##### Records shown #####
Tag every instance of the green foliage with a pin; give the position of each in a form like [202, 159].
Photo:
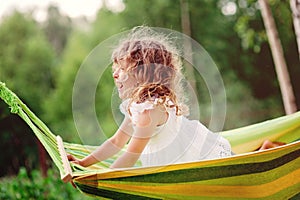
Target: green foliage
[34, 186]
[26, 59]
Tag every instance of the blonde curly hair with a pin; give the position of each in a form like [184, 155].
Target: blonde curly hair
[156, 65]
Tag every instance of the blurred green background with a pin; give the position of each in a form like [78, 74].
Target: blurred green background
[39, 61]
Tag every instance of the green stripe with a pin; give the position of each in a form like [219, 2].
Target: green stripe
[110, 194]
[207, 173]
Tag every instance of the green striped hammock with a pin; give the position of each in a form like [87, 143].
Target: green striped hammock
[268, 174]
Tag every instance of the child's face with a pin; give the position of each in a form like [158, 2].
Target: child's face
[125, 81]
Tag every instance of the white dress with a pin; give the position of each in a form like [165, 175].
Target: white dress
[179, 140]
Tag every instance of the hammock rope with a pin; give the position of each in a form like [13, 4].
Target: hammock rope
[269, 174]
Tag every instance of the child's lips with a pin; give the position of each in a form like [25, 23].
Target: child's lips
[119, 85]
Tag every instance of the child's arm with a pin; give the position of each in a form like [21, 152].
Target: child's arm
[145, 127]
[110, 147]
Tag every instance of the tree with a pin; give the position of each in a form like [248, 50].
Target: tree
[295, 7]
[280, 64]
[26, 59]
[57, 28]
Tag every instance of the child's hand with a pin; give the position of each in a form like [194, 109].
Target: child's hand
[73, 159]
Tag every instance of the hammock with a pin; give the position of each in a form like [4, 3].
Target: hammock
[267, 174]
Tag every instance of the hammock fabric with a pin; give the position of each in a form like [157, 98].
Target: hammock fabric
[267, 174]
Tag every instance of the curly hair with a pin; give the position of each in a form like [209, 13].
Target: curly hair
[156, 65]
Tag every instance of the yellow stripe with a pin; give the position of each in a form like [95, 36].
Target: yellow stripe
[252, 145]
[258, 156]
[254, 191]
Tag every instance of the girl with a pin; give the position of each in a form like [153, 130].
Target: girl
[147, 73]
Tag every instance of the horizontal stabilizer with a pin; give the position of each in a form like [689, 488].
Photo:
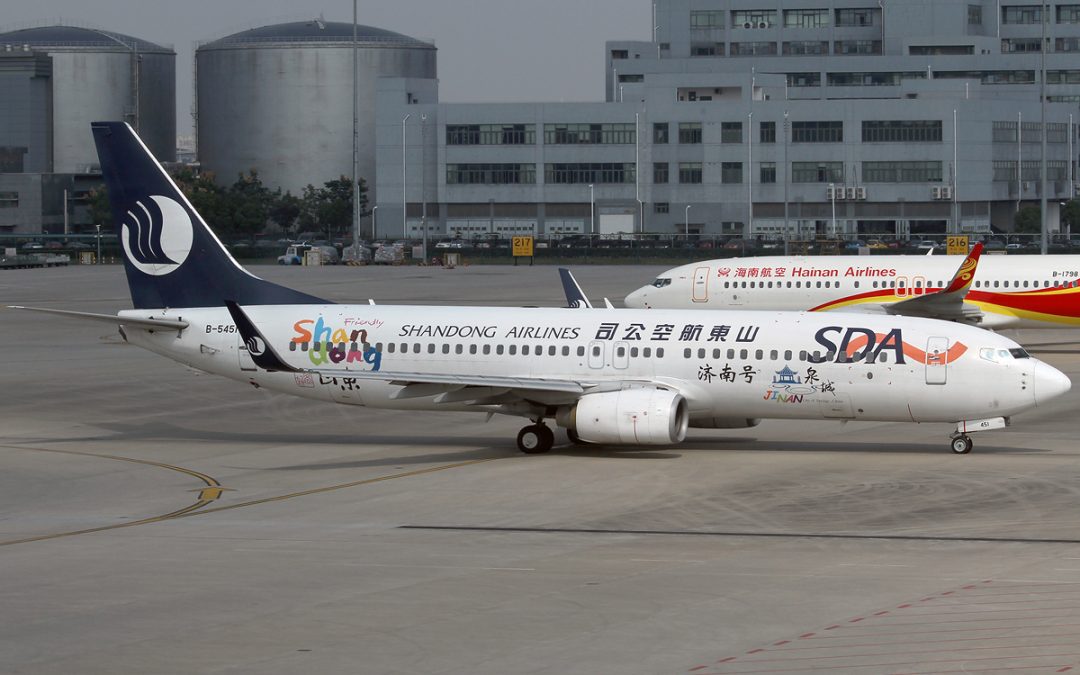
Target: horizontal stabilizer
[175, 324]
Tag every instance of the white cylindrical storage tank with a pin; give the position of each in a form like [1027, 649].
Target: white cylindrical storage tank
[278, 99]
[98, 75]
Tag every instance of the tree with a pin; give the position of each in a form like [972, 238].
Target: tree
[1028, 220]
[247, 204]
[285, 211]
[207, 198]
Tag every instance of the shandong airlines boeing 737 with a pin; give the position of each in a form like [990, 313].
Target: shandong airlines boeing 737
[612, 376]
[995, 292]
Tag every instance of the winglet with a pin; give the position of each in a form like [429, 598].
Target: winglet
[575, 296]
[961, 281]
[262, 354]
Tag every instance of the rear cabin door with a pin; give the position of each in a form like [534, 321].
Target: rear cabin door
[701, 284]
[936, 360]
[596, 354]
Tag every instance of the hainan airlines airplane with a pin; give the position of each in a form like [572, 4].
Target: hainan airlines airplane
[613, 376]
[1006, 292]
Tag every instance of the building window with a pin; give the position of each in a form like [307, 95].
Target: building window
[706, 49]
[767, 132]
[1021, 14]
[941, 50]
[753, 49]
[660, 173]
[577, 174]
[856, 46]
[804, 79]
[805, 48]
[1021, 45]
[1068, 13]
[490, 134]
[753, 18]
[689, 173]
[806, 18]
[1063, 77]
[817, 132]
[861, 16]
[589, 134]
[902, 172]
[689, 133]
[490, 174]
[706, 19]
[903, 131]
[817, 172]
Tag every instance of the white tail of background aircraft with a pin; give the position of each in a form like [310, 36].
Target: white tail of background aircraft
[616, 376]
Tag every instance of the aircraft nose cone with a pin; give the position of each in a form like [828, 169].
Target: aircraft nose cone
[1049, 383]
[638, 299]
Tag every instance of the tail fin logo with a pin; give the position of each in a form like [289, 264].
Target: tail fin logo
[255, 346]
[158, 237]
#####
▶ _The exercise_
Set out all of the items above as a numbered list, skipping blank lines and leaving the pictures out.

▶ _Written response_
1. Tag every instance of the green foliage with a pin; give the position of each in a form like [202, 159].
2. Photo:
3. Target: green foliage
4. [34, 186]
5. [26, 59]
6. Tag every instance of the blonde curly hair with a pin; give the position of each in a form like [184, 155].
7. Target: blonde curly hair
8. [156, 65]
9. Tag every instance of the blurred green background with a pin; give the position of each in a form like [78, 74].
10. Target: blurred green background
11. [39, 61]
12. Tag every instance of the green stripe with a pin; give the position of each in a form like [219, 2].
13. Target: green stripe
14. [110, 194]
15. [207, 173]
16. Tag every instance of the green striped hammock with a pin; give the position of each in a form like [87, 143].
17. Target: green striped hammock
18. [268, 174]
19. Tag every instance of the child's face with a pin; give the position of each in a form like [158, 2].
20. Target: child's face
21. [125, 81]
22. Tag every instance of the white dress with a pin; give the position of each in a form like [165, 175].
23. Target: white dress
24. [179, 140]
25. Tag every instance of the hammock rope with a pin; give the position of each in a form like [13, 4].
26. Target: hammock rope
27. [269, 174]
28. Tag every instance of the child's lips with a pin; give the position of each in a form like [25, 23].
29. Target: child's lips
30. [119, 85]
31. Tag every instance of the child's arm with a pin; give the position of each in a form like [21, 152].
32. Target: child's arm
33. [145, 127]
34. [110, 147]
35. Tag every instance of the tree with a pin; give the position of each in a form like [248, 50].
36. Target: tree
37. [295, 7]
38. [280, 64]
39. [26, 59]
40. [57, 28]
41. Tag every instance of the child's hand with a pin; give the position of each in a form like [194, 109].
42. Target: child's hand
43. [73, 159]
44. Tag every instance of the hammock with a pin; give the position of each in a form like [4, 3].
45. Target: hammock
46. [267, 174]
47. Tag every instance of the hammock fabric with a pin; give the position of each in a form like [157, 98].
48. Target: hammock fabric
49. [267, 174]
50. Tag every instance of the curly hair with a pin; give the position of each in a form like [209, 13].
51. Target: curly hair
52. [156, 65]
53. Tag every instance of the yellow stripe with a pin; give the position of each in a form like [95, 36].
54. Target: yellow stripe
55. [252, 145]
56. [258, 156]
57. [254, 191]
58. Tag every instance of the girl with a pin; give the position of each in a form like [153, 130].
59. Target: girl
60. [147, 73]
61. Tag every instance of the horizontal stabilizer with a pin; give the position of each in a form like [689, 488].
62. Photo:
63. Target: horizontal stabilizer
64. [175, 324]
65. Tag every instance of the white cylindrical storage tank with a pin; give the position of each in a form like [1027, 649].
66. Target: white cylindrical storage tank
67. [278, 99]
68. [98, 75]
69. Tag every instance of the tree with a pin; give the position of each in a form like [972, 238].
70. Target: tree
71. [1028, 220]
72. [247, 204]
73. [285, 211]
74. [207, 198]
75. Tag every instance of the shandong airlines boeing 737 with a pin; give the position of each in a form like [990, 313].
76. Target: shandong airlines boeing 737
77. [612, 376]
78. [995, 292]
79. Tag every instance of the winglet with a pin; give the position of each in a form like [429, 598].
80. Target: winglet
81. [575, 296]
82. [961, 281]
83. [262, 354]
84. Tag every instance of the rear cabin door with a pin; give the position of each in a form like [534, 321].
85. Target: rear cabin door
86. [701, 284]
87. [936, 360]
88. [596, 354]
89. Tag every instance of the hainan airlines airplane with a pin; give the position of each in a form like [572, 4].
90. Target: hainan airlines airplane
91. [613, 376]
92. [1006, 292]
93. Tag every instance of the building window with a pin; give the position of each in a form like [307, 95].
94. Target: building window
95. [706, 49]
96. [767, 132]
97. [1021, 14]
98. [941, 50]
99. [753, 49]
100. [660, 173]
101. [577, 174]
102. [856, 46]
103. [804, 79]
104. [805, 48]
105. [1021, 45]
106. [1068, 13]
107. [490, 134]
108. [753, 18]
109. [689, 173]
110. [806, 18]
111. [1063, 77]
112. [817, 132]
113. [861, 16]
114. [589, 134]
115. [902, 172]
116. [689, 133]
117. [490, 174]
118. [706, 19]
119. [903, 131]
120. [817, 172]
121. Tag every instance of the white tail of background aircraft with a pin; give the position of each in a form like [310, 36].
122. Target: white tail of background aircraft
123. [616, 376]
124. Tag every instance of the aircraft nose cone with a pin; give the position of each in a form like [828, 169].
125. Target: aircraft nose cone
126. [1049, 383]
127. [638, 299]
128. Tag every instance of the tail fin logo with a pin; give the position of each in a form like [289, 264].
129. Target: tail fin logo
130. [255, 346]
131. [158, 237]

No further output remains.